━━━━━ Selected text ━━━━━

I was originally trying to use the output of this and join it to one of my GRDB models. But it fails for the same reason at the CTE level. Running it directly in sqlite either alone to return a state ID, or joined with the states to return the random state works.

    let association = State(
        to: cte,
        on: { left, right in
          left[Column("id")] == right[Column("random_state_id")]
        })

try State.select(literal: "states.*").with(cte).including(required: association).limit(1).fetchOne(db)
glytch commented 3 months ago

Incase it helps, this fails with the same error. Works directly in sqlite console though

do {
  let sql =  """
        WITH state_ids AS (
            SELECT
                ABS(RANDOM() % seq) AS random_state_id
            FROM sqlite_sequence
            WHERE
              sqlite_sequence.name = "states"

            UNION ALL

            SELECT
                ABS(RANDOM() % seq) AS random_state_id
            FROM state_ids, sqlite_sequence
            LEFT OUTER JOIN states ON (states.id = random_state_id)
            WHERE
              sqlite_sequence.name = "states"

━━━━━

Tasks and exercises –
**A.** Does each statement agree with the GRDB forum excerpt? Answer yes or no for each and quote the deciding words. (i) The attempt fails at the CTE level. (ii) Running the query directly in sqlite fails too. (iii) The raw SQL version fails with the same error.
**B.** Can you output the part of the GRDB forum excerpt that begins at the words "I was originally" and stops after "random state works."?
**C.** In the GRDB forum excerpt, which methods are chained after "State" on the line beginning "try State.select"? List them in order.
The listing comes from a separate source.

━━━━━ Supplied information ━━━━━

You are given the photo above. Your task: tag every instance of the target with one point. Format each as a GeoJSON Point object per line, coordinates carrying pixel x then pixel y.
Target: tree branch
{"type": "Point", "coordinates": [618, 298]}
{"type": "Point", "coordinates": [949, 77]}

━━━━━

Answers to the tasks –
**A.**
(i) Yes: "But it fails for the same reason at the CTE level."
(ii) No: "Running it directly in sqlite either alone to return a state ID, or joined with the states to return the random state works."
(iii) Yes: "Incase it helps, this fails with the same error."

**B.**
I was originally trying to use the output of this and join it to one of my GRDB models. But it fails for the same reason at the CTE level. Running it directly in sqlite either alone to return a state ID, or joined with the states to return the random state works.

**C.** select, with, including, limit, fetchOne